[Detection examples]

— Start —

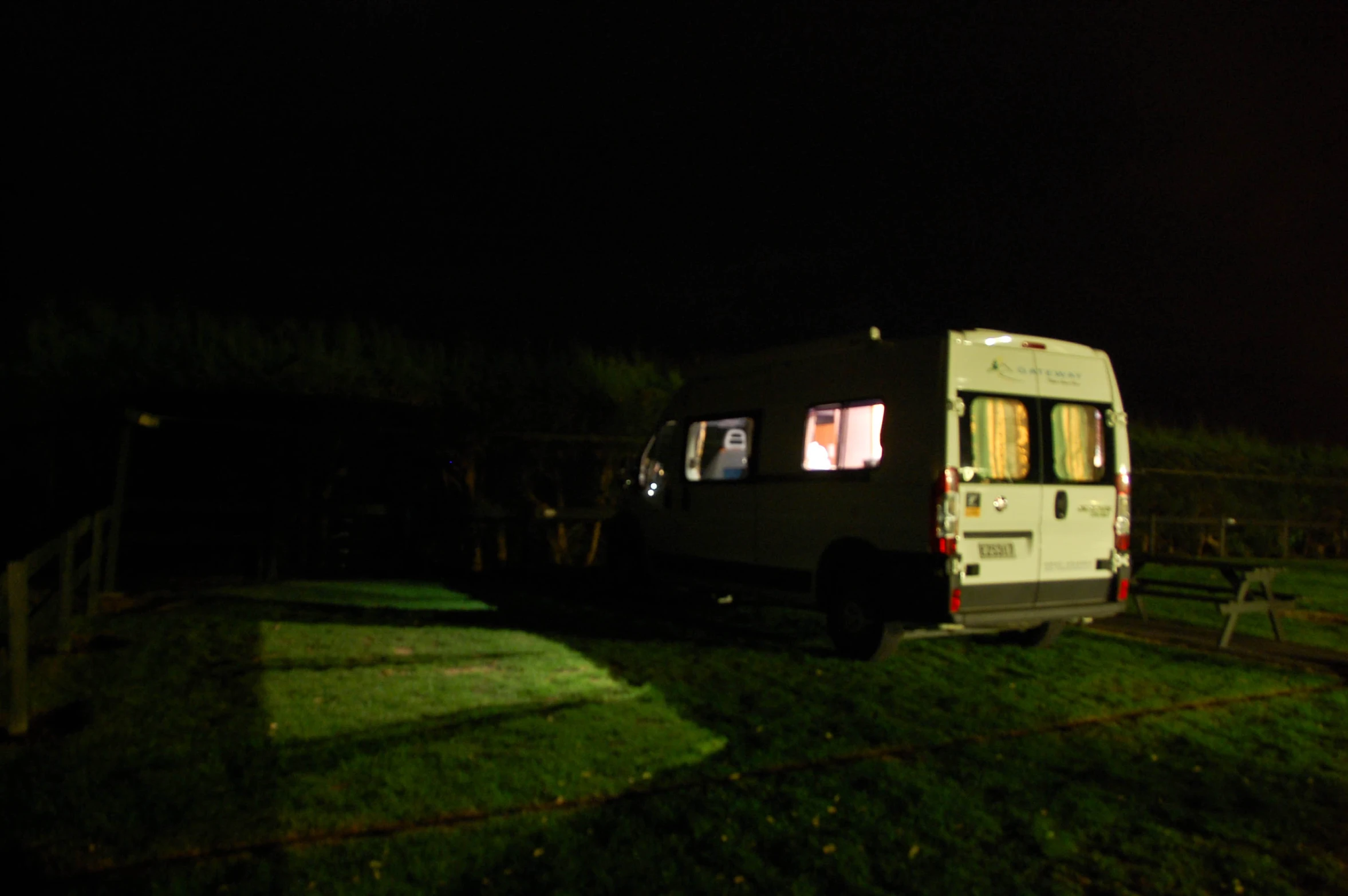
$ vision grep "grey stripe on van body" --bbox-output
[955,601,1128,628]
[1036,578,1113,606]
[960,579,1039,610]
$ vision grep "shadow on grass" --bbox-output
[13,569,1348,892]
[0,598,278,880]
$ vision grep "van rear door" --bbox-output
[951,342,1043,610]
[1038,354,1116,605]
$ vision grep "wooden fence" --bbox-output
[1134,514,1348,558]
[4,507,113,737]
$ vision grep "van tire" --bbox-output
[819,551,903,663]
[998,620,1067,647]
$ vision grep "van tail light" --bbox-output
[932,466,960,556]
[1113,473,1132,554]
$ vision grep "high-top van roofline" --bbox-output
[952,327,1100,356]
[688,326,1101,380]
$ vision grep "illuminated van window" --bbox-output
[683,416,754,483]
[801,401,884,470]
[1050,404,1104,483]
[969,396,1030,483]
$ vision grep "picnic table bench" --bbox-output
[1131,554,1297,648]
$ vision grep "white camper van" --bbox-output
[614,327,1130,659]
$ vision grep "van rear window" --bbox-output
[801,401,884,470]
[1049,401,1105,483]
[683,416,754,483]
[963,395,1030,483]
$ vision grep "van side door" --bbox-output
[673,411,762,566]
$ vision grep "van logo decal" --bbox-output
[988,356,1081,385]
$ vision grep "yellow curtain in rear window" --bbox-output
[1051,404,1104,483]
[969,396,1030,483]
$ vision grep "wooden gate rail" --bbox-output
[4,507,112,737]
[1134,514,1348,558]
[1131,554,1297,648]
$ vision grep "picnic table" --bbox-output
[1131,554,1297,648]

— End —
— Start —

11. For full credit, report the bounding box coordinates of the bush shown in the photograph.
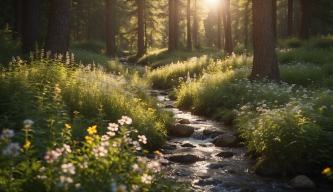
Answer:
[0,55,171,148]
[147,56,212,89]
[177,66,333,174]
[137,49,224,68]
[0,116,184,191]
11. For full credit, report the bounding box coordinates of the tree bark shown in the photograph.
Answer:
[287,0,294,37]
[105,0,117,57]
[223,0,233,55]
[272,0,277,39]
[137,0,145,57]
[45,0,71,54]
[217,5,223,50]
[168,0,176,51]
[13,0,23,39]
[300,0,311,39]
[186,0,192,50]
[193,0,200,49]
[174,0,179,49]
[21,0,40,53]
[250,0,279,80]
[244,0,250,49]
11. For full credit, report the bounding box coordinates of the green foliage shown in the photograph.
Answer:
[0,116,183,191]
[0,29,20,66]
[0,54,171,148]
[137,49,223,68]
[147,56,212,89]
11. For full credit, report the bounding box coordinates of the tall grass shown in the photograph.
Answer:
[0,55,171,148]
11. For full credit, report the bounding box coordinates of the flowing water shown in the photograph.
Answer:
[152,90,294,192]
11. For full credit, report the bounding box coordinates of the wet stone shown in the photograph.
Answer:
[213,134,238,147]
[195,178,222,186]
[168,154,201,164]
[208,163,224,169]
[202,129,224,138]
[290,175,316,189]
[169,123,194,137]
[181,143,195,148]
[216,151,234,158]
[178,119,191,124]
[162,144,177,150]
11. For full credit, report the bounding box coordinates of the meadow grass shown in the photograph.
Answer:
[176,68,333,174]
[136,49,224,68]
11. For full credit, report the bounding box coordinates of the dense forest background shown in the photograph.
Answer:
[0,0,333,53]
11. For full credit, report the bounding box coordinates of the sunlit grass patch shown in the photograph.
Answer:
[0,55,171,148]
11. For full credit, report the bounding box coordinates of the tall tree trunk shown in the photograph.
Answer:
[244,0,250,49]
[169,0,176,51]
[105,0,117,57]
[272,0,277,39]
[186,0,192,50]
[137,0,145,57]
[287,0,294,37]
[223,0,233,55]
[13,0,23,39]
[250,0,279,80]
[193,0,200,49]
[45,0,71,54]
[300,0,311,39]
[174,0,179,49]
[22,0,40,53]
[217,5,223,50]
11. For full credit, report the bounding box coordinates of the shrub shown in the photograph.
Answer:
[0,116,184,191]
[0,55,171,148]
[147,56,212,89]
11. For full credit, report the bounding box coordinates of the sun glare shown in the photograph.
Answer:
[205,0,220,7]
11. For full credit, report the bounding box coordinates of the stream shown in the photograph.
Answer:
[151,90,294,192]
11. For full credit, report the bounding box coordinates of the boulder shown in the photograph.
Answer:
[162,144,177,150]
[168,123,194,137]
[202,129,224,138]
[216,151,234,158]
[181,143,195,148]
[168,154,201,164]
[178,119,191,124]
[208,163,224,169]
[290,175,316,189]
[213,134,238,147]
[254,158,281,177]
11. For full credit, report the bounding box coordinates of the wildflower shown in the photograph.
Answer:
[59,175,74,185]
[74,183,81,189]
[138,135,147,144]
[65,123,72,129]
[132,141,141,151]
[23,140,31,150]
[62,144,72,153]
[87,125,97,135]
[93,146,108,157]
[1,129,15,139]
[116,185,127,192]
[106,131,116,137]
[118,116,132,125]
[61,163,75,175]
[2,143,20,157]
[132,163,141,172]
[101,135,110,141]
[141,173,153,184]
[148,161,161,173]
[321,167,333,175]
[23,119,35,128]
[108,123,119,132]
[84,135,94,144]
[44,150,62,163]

— End —

> **What you are asked to do**: Reproduce the data starting at the line containing "shrub shown in the photograph." and ending at the line containing "[44,150,62,163]", substituting "rock" for "boulder" and leaving everything else unchanged.

> **Response below**:
11. For full credit, report the bounding box coordinates of the shrub shown in the photograph.
Answer:
[0,116,184,191]
[0,55,171,148]
[147,56,212,89]
11. For full credit, report the bounding box coordinates of the sun glare shown in the photograph.
Answer:
[205,0,220,7]
11. For full credit, report the bounding box coordinates of the stream shown in the photograph.
Answer:
[151,90,294,192]
11. For full credit, report the bounding box coordinates of the rock shown in the photograph.
Answer:
[162,144,177,150]
[168,123,194,137]
[202,129,224,138]
[216,151,234,158]
[181,143,195,148]
[168,154,201,164]
[178,119,191,124]
[208,163,224,169]
[290,175,316,189]
[213,134,238,147]
[254,158,281,177]
11. For full credit, report the bounding box coordinates of the wildflower shown in the photograph.
Answer:
[59,175,74,185]
[74,183,81,189]
[138,135,147,144]
[65,123,72,129]
[132,141,141,151]
[23,140,31,150]
[62,144,72,153]
[87,125,97,135]
[93,146,108,157]
[1,129,15,139]
[116,185,127,192]
[106,131,116,137]
[118,116,132,125]
[61,163,75,175]
[2,143,20,157]
[132,163,141,172]
[101,135,110,141]
[141,173,153,184]
[148,161,161,173]
[321,167,333,175]
[23,119,35,128]
[108,123,119,132]
[84,135,94,144]
[44,150,62,163]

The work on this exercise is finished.